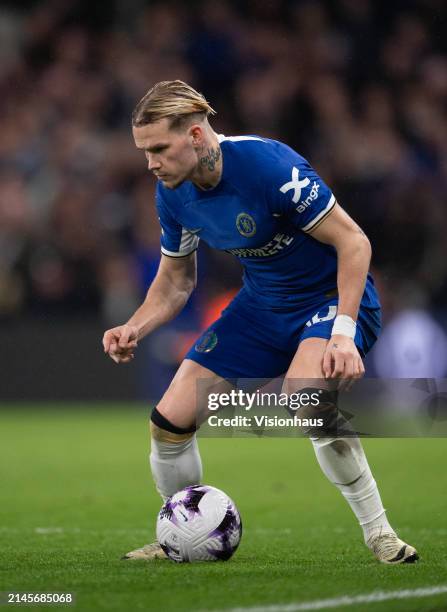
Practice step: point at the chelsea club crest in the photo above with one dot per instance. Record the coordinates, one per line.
(246, 225)
(206, 342)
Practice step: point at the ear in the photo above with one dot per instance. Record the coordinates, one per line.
(196, 133)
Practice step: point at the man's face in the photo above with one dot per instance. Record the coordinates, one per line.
(170, 154)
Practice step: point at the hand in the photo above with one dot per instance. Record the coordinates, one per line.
(341, 359)
(120, 343)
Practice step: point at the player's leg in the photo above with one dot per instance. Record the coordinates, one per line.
(343, 461)
(175, 459)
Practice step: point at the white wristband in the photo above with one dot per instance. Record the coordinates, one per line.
(344, 326)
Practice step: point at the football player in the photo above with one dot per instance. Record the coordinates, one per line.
(307, 309)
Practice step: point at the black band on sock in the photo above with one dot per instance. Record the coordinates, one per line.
(160, 421)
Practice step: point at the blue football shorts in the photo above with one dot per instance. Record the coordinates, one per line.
(249, 342)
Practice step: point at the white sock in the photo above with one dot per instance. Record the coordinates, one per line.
(175, 465)
(344, 462)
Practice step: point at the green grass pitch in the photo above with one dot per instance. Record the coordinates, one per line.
(76, 494)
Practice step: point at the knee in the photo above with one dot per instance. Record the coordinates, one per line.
(325, 410)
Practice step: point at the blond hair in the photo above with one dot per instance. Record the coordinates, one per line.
(174, 100)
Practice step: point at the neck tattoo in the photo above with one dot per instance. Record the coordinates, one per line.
(211, 158)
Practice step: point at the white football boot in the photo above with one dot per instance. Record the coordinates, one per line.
(149, 552)
(388, 548)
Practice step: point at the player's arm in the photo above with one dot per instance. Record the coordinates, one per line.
(342, 358)
(170, 290)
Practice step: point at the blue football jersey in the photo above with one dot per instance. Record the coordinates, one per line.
(262, 211)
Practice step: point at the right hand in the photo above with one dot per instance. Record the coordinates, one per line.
(120, 342)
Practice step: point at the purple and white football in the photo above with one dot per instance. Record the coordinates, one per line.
(199, 523)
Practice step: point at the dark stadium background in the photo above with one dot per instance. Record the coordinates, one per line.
(357, 86)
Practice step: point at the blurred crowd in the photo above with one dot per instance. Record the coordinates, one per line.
(359, 87)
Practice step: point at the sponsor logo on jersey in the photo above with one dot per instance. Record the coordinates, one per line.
(278, 243)
(246, 225)
(313, 195)
(295, 184)
(207, 342)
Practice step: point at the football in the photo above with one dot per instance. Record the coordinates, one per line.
(199, 523)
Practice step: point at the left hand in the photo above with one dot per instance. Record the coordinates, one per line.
(342, 360)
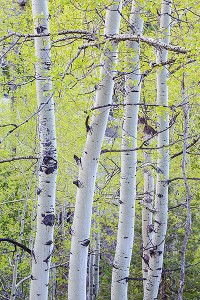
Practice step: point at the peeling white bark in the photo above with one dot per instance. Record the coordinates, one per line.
(147, 226)
(89, 162)
(161, 198)
(125, 234)
(43, 245)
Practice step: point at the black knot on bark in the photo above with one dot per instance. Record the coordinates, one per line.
(48, 220)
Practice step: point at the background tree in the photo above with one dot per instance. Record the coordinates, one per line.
(75, 73)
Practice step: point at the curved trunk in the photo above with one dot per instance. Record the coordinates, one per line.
(125, 234)
(161, 199)
(89, 162)
(43, 245)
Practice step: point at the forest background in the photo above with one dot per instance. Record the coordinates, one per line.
(77, 42)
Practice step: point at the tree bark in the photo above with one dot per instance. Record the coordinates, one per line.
(161, 198)
(125, 234)
(147, 226)
(43, 246)
(89, 162)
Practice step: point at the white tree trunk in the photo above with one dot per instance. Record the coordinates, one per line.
(161, 199)
(89, 163)
(125, 234)
(147, 226)
(43, 246)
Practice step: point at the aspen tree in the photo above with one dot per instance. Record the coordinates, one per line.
(89, 161)
(125, 234)
(147, 226)
(161, 197)
(43, 246)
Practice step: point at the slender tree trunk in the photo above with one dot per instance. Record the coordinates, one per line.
(188, 225)
(147, 226)
(43, 246)
(125, 234)
(161, 199)
(89, 163)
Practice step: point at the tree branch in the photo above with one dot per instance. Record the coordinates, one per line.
(18, 158)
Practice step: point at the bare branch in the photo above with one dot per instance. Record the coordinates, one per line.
(16, 244)
(149, 41)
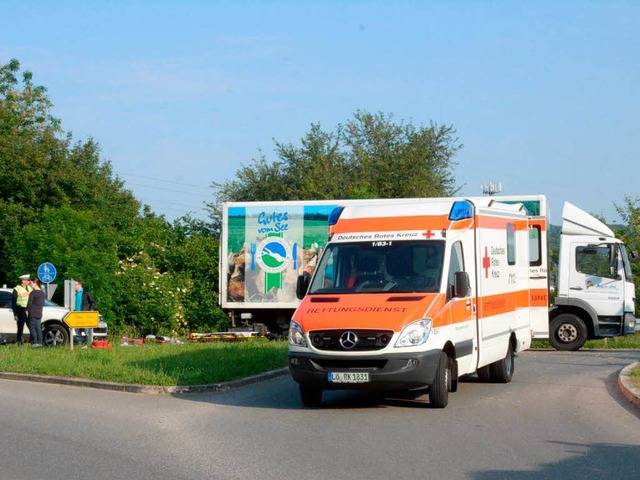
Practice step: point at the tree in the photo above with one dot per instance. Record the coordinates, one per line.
(369, 157)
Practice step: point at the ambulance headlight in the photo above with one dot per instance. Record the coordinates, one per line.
(415, 334)
(296, 336)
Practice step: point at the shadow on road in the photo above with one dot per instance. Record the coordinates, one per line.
(591, 461)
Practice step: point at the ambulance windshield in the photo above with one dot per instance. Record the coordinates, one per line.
(380, 266)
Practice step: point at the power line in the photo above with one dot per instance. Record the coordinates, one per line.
(202, 195)
(171, 182)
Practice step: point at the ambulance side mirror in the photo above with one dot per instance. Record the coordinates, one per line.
(462, 287)
(302, 285)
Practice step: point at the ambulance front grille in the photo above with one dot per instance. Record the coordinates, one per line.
(350, 340)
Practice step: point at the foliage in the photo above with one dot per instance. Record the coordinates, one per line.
(368, 157)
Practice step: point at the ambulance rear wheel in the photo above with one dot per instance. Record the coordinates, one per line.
(567, 332)
(502, 370)
(311, 396)
(441, 386)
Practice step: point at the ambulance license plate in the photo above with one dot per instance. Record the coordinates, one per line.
(348, 377)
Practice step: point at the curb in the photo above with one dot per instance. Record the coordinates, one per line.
(627, 387)
(146, 389)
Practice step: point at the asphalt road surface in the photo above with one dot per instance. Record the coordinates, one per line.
(561, 418)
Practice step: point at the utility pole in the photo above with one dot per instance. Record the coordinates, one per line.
(491, 188)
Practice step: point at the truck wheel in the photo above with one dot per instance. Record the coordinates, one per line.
(54, 335)
(441, 386)
(311, 396)
(567, 332)
(502, 370)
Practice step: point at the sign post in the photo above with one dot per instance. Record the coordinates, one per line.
(82, 319)
(47, 274)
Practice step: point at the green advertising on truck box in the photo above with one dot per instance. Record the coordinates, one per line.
(265, 247)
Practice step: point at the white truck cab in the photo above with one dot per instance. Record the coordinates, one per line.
(595, 290)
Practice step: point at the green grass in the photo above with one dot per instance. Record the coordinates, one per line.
(628, 341)
(635, 375)
(150, 364)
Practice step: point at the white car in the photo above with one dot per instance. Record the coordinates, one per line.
(54, 331)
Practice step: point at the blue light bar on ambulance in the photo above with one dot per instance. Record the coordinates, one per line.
(335, 215)
(460, 210)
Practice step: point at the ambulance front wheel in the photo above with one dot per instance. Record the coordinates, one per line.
(442, 383)
(567, 332)
(311, 396)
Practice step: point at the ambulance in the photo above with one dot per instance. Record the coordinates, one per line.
(412, 296)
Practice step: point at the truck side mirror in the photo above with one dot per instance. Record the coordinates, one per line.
(302, 285)
(462, 285)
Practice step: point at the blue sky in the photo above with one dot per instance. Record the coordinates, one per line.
(545, 95)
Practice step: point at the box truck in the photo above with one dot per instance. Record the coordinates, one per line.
(411, 296)
(265, 246)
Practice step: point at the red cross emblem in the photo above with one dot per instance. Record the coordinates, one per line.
(486, 262)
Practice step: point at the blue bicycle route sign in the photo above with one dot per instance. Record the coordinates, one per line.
(47, 272)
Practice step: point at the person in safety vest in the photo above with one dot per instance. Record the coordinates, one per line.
(20, 297)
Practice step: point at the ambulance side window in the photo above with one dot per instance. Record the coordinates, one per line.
(456, 264)
(511, 244)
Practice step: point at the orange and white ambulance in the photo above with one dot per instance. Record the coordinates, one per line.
(413, 295)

== PROBLEM TO WORK ON ==
Convert every one of the lines above into a JSON list of strings, with one string per line and no entries for blank lines. Leave the pictures out of the list.

== CORRECT RESULT ==
[
  "Practice step: point at the chelsea club crest in the photo above with one dot per instance. Record the coordinates, one per line.",
  "(246, 225)",
  "(206, 342)",
  "Practice step: point at the ear in the photo above with one dot per instance. Record the coordinates, one per line.",
  "(196, 133)",
  "Practice step: point at the man's face in the photo above with one dot per instance. Record the coordinates, one per line.",
  "(170, 154)",
  "Practice step: point at the hand in the photo above with one dot per instance. Record the coordinates, one per line.",
  "(341, 359)",
  "(120, 343)",
  "Practice step: point at the player's leg in the photo above with one dot per instance. Record the coordinates, one per line.",
  "(343, 461)",
  "(175, 459)",
  "Practice step: point at the white wristband in the photo above with one dot per instance. Record the coordinates, one per line.",
  "(344, 326)",
  "Practice step: point at the football player in the photo above with one dot per instance. Record the coordinates, one per line.",
  "(307, 309)",
  "Practice step: point at the black band on sock in the photo above with one dot per instance. Record the coordinates, one per line.",
  "(160, 421)",
  "Practice step: point at the blue football shorts in the photo above with one dot per instance. Record the coordinates, one per line.",
  "(249, 342)",
  "Practice step: point at the white sock in the photo above with one dot per instance. Record the coordinates, one per line.",
  "(175, 465)",
  "(344, 462)",
  "Practice step: point at the green grass pitch in the photo above with one dot per instance. Record the coordinates, one per line.",
  "(76, 494)",
  "Practice step: point at the knee in the photo above with one dot per instance. Record the coordinates, one per line.",
  "(325, 410)",
  "Practice step: point at the blond hair in the photo above with one dot per instance. Record the coordinates, one per line.",
  "(174, 100)",
  "Practice step: point at the neck tattoo in the photo above with one dot per instance. Record the coordinates, one per line.",
  "(211, 158)",
  "Practice step: point at the white football boot in the photo above with one dot per instance. Record the coordinates, one per line.",
  "(149, 552)",
  "(388, 548)",
  "Practice step: point at the player's arm in the photo above with one dot per instance. Record the coordinates, one per line.",
  "(342, 358)",
  "(170, 290)",
  "Practice step: point at the blue football jersey in the photo above with one dot per instance. Record the coordinates, one per line.",
  "(262, 211)",
  "Practice step: point at the right hand in the photo above with one dot per instance. Record the coordinates, one per line.",
  "(120, 342)",
  "Practice step: point at the purple and white football in the photo above with one dot per instance. Record the coordinates, one per line.",
  "(199, 523)",
  "Practice step: point at the dark stadium background in the photo above with one dot per instance. Record the coordinates, one per line.",
  "(357, 86)",
  "Practice step: point at the blurred crowd in the photo above with one dot per instance. Record the coordinates, one per line.",
  "(359, 87)",
  "Practice step: point at the sponsor logo on jersey in the photo above with one dot per instance. Record the coordinates, one per line.",
  "(278, 243)",
  "(246, 225)",
  "(313, 195)",
  "(295, 184)",
  "(207, 342)",
  "Practice step: point at the football in the photo above with one dot per instance. Record the coordinates, one per line.",
  "(199, 523)",
  "Practice step: point at the left hand in the photo above with one dot per instance. Record the coordinates, one per line.",
  "(342, 360)",
  "Practice step: point at the peeling white bark in the photo above with one dot per instance. Record the coordinates, one per line.",
  "(147, 226)",
  "(89, 162)",
  "(161, 198)",
  "(125, 234)",
  "(43, 245)",
  "Practice step: point at the black knot on bark in the photo above with one dot per instance. Record the coordinates, one per line.",
  "(48, 220)",
  "Practice step: point at the background tree in the photo above with one dot per instance. Record the coordinates, one per line.",
  "(75, 73)",
  "Practice step: point at the curved trunk in the photo above with one dot per instance. Record the coordinates, one per line.",
  "(125, 234)",
  "(161, 199)",
  "(89, 162)",
  "(43, 245)",
  "Practice step: point at the forest background in the photo above with one dot per instance. Record the coordinates, one per line.",
  "(77, 42)",
  "Practice step: point at the tree bark in the photo above with one dot per instance. Record the coordinates, one per line.",
  "(161, 198)",
  "(125, 234)",
  "(147, 226)",
  "(43, 246)",
  "(89, 162)",
  "Practice step: point at the white tree trunk in the photo above with one dot per instance. Record the coordinates, one per line.",
  "(161, 199)",
  "(89, 163)",
  "(125, 234)",
  "(147, 226)",
  "(43, 246)",
  "Practice step: point at the aspen tree in the photo above with one dot per instance. Record the coordinates, one per line.",
  "(89, 161)",
  "(125, 234)",
  "(147, 226)",
  "(161, 197)",
  "(43, 246)",
  "Practice step: point at the slender tree trunk in the photo above with one dot per instance. Record the coordinates, one per line.",
  "(188, 225)",
  "(147, 226)",
  "(43, 246)",
  "(125, 234)",
  "(161, 199)",
  "(89, 163)",
  "Practice step: point at the tree branch in the photo above with one dot per instance. Record the coordinates, one per line.",
  "(18, 158)",
  "Practice step: point at the bare branch in the photo above with one dot per instance. Record the coordinates, one per line.",
  "(16, 244)",
  "(149, 41)",
  "Practice step: point at the tree in the photo above with one dot per instance. Record the coordinates, one per line.",
  "(369, 157)",
  "Practice step: point at the ambulance headlight in the photo above with one dot per instance. Record the coordinates, one per line.",
  "(415, 334)",
  "(296, 336)",
  "Practice step: point at the shadow on road in the photo above with one dot per instance. Record the coordinates, one per line.",
  "(591, 461)",
  "Practice step: point at the ambulance windshield in the photo above with one dot per instance. Record the coordinates, one per line.",
  "(380, 266)",
  "Practice step: point at the power line in the photo above with one dot per instance. Record the coordinates, one per line.",
  "(202, 195)",
  "(171, 182)",
  "Practice step: point at the ambulance side mirror in the photo above with one dot per instance. Record the coordinates, one per line.",
  "(462, 287)",
  "(302, 285)",
  "Practice step: point at the ambulance front grille in the photo above with one dot per instance. Record the coordinates, one per line.",
  "(350, 340)",
  "Practice step: point at the foliage in the photo above with one dot per instance. Record the coordinates, one per line.",
  "(368, 157)",
  "Practice step: point at the ambulance rear wheel in the photo above with one dot per instance. Record the coordinates, one per line.",
  "(567, 332)",
  "(502, 370)",
  "(311, 396)",
  "(441, 386)",
  "Practice step: point at the ambulance license plate in the photo above with one dot per instance. Record the coordinates, one per line.",
  "(348, 377)",
  "Practice step: point at the curb in the photo above with one dot per instance. Record the coordinates, one per line.",
  "(627, 387)",
  "(146, 389)",
  "Practice step: point at the asphalt road surface in the photo above with one dot per instance. Record the coordinates, one per line.",
  "(561, 418)",
  "Practice step: point at the utility pole in the photo above with one dot per instance. Record the coordinates, one per line.",
  "(491, 188)",
  "Practice step: point at the truck wheel in the photo above with one dot per instance. Record the coordinates, one per line.",
  "(54, 335)",
  "(441, 386)",
  "(311, 396)",
  "(567, 332)",
  "(502, 370)",
  "Practice step: point at the sign post in the photo above with one dot per instance. Record the coordinates, one per line.",
  "(82, 319)",
  "(47, 274)",
  "Practice step: point at the green advertising on truck box in the photo above with one dot per instance. Record the coordinates, one per line.",
  "(265, 247)",
  "Practice step: point at the white truck cab in the photo above with one dot per instance. Record the coordinates, one per line.",
  "(595, 290)",
  "Practice step: point at the green grass in the photo above with one dot per instance. Record the coordinates, one per line.",
  "(628, 341)",
  "(635, 375)",
  "(150, 364)",
  "Practice step: point at the white car in the photo above with one dot per instance. Record the coordinates, one per line.",
  "(54, 331)",
  "Practice step: point at the blue light bar on ambulance in the photo above with one dot per instance. Record the coordinates, one per line.",
  "(335, 215)",
  "(460, 210)",
  "Practice step: point at the ambulance front wheel in the photo above with one dot per instance. Record the coordinates, one per line.",
  "(442, 383)",
  "(567, 332)",
  "(311, 396)",
  "Practice step: point at the ambulance in the photo above with one dot per instance. Record the coordinates, one per line.",
  "(412, 296)",
  "Practice step: point at the truck side mirror in the photo above with one dot per instance. Record the coordinates, one per line.",
  "(302, 285)",
  "(462, 285)",
  "Practice step: point at the blue sky in the photo above with one dot per instance. Record the coordinates, one per line.",
  "(545, 95)",
  "Practice step: point at the box truck in the photo above with one dot per instance. Record the coordinates, one per line.",
  "(411, 296)",
  "(265, 246)",
  "Practice step: point at the red cross emblem in the photo above with one dot per instance. Record the coordinates, one per line.",
  "(486, 262)",
  "Practice step: point at the blue bicycle route sign in the photo above with one dot per instance. Record the coordinates, one per line.",
  "(47, 272)",
  "Practice step: point at the person in safety vest in the photo above with one dot per instance. Record the coordinates, one per line.",
  "(20, 297)",
  "Practice step: point at the ambulance side window in the photo above with one dot per instance. Record the coordinates, one per line.",
  "(456, 264)",
  "(511, 244)",
  "Practice step: point at the orange and white ambulance in the photo above with one dot per instance. Record the coordinates, one per line.",
  "(413, 295)"
]